In the passage on attorney-client privilege, what kind of business was Plimus?
==== Passage provided
The attorney-client privilege is far and away the oldest of the evidentiary privileges involving confidential communications. It predates any of the others by at least a thousand years. The purpose of the attorney-client privilege is to allow attorneys and their clients to have a full and frank exchange; by encouraging the client to speak freely, the privilege facilitates the provision of informed legal advice.3 "You can tell me everything, it will never leave this room," is a confidence-inspiring message from a lawyer to a client.

In practice, whether a particular communication is privileged in the first place—and remain so for all time—cannot always be ascertained when the communication is made. Once we start carving out the exceptions (the communication was not made in a confidential setting, lacked a legal purpose, waiver, etc.), communications perhaps thought to be privileged may not be viewed so by a court. For example, in September 2013 the Delaware Court of Chancery in In re Info. Mgmt. Servs., Deriv. Litig.,4 ruled that the attorney-client privilege does not cover corporate employees' emails with their personal attorneys where the employees communicated over company servers knowing that the company had the right to monitor all emails. Moreover, the cloak of privilege simply protects the communication from discovery; the underlying factual information contained in the communication ordinarily is not shielded from discovery.

The rule that control of a corporation's attorney-client privilege resides with current management is not new. In Commodity Futures Trading Comm'n v. Weintraub,5 the U.S. Supreme Court ruled that "when control of a corporation passes to new management, the authority to assert and waive the corporation's attorney-client privilege passes as well. New managers installed as a result of a takeover, merger, loss of confidence by shareholders, or simply normal succession, may waive the attorney-client privilege with respect to communications made by former officers and directors." A seller client's belief that attorney confidentiality may be short-lived, however, can hinder the "full and frank exchange" between attorney and client. The availability of advice from an attorney is essential if parties seeking to enter into a business combination are to negotiate effectively while adequately meeting the complexities of state and federal law; and, if that advice is to be sought and given there must be predictable certainty as to which communications will be protected.

Great Hill Case

Generally, an acquirer succeeds to all the assets, including the legal privileges, of the acquired company. Section 259 of the Delaware General Corporation Law (DGCL) provides that after a merger, all "rights, privileges, powers and franchises" of the constituent companies are vested in the surviving entity. The question in Great Hill was whether "all" means all: Does the transfer extend not only to pre-merger communications relating to an acquired company's day-to-day business operations, (such as contracts and disputes with suppliers, service providers, customers, etc.), but also to pre-merger communications relating to the merger itself, such as the negotiation of the merger? In Great Hill, the buyers acquired Plimus, an e-commerce payment processing business, in a merger. As is customary, the merger agreement provided that "the Merger shall have the effects set forth in this Agreement and in the applicable provisions of the DGCL." The merger agreement did not include a carve-out provision providing that the sellers retained any privilege regarding pre-merger communications, whether relating to the negotiation of the merger or otherwise.
========
==== Excerpted data
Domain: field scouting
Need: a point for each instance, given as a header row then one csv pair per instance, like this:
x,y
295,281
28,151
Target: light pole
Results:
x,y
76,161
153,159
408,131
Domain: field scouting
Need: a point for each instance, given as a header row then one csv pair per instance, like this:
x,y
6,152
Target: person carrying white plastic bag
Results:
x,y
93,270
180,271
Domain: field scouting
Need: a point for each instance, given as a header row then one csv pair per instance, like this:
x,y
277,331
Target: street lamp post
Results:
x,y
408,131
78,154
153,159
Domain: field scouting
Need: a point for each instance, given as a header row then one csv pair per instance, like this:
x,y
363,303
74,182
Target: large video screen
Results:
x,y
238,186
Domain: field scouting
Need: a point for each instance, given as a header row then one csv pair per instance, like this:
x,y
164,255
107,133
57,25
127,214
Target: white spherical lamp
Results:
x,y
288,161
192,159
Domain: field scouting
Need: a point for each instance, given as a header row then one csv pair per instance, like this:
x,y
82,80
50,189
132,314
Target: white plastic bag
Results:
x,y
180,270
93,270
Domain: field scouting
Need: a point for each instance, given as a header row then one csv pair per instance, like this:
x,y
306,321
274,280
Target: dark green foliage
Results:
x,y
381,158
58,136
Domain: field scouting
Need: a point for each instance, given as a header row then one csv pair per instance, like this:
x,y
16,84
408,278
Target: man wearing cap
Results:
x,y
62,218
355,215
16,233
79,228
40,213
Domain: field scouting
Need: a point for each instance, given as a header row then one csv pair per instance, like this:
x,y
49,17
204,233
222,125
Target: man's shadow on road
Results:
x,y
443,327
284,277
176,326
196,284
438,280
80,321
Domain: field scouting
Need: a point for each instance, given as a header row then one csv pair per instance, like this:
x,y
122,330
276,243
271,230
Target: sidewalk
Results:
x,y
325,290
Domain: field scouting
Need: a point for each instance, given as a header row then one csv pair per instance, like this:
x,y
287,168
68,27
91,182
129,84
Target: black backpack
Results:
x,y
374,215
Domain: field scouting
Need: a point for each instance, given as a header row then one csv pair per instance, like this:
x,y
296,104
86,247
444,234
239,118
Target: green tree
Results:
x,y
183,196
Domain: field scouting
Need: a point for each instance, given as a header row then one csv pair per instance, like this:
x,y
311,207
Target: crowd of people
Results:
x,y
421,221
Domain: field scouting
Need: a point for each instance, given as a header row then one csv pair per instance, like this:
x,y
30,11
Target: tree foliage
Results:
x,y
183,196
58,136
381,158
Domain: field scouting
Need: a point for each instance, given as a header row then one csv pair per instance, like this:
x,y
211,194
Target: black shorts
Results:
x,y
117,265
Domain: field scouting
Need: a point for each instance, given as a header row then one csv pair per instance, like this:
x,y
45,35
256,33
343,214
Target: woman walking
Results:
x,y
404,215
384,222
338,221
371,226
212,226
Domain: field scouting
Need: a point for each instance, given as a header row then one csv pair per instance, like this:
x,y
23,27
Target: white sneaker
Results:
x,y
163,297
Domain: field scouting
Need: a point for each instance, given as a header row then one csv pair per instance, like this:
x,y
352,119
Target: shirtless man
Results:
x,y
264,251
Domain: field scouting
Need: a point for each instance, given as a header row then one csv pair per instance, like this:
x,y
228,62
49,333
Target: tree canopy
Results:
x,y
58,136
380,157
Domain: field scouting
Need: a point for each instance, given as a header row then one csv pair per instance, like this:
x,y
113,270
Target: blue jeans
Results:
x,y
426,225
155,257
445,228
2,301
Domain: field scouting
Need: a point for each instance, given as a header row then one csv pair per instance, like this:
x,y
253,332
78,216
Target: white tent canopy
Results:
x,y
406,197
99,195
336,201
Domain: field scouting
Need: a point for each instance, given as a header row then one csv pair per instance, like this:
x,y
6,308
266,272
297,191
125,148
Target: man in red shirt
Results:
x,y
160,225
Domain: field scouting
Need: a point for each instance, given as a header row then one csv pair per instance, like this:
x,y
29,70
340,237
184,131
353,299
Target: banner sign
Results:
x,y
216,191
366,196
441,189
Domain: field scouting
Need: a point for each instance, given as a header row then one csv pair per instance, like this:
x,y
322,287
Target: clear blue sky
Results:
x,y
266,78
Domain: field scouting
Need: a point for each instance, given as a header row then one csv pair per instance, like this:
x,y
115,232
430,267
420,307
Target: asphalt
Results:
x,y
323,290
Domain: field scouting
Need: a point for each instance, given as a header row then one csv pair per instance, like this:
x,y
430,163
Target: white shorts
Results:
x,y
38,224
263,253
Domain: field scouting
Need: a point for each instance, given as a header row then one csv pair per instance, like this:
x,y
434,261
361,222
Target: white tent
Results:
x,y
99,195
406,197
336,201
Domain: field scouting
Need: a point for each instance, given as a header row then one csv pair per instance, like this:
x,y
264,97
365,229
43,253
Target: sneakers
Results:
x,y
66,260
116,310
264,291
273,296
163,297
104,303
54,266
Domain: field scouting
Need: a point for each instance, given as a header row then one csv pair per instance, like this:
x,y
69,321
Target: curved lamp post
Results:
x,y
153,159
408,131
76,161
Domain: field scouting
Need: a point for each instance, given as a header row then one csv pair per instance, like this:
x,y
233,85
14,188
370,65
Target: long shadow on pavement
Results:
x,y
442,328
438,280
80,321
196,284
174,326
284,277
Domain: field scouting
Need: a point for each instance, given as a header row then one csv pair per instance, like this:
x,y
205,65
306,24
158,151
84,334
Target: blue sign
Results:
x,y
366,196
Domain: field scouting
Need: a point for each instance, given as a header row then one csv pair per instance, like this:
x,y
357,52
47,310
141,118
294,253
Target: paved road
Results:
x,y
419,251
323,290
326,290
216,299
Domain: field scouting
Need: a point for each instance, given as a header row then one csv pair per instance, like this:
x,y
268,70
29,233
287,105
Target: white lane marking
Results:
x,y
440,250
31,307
========
### Complete answer
An e-commerce payment processing business.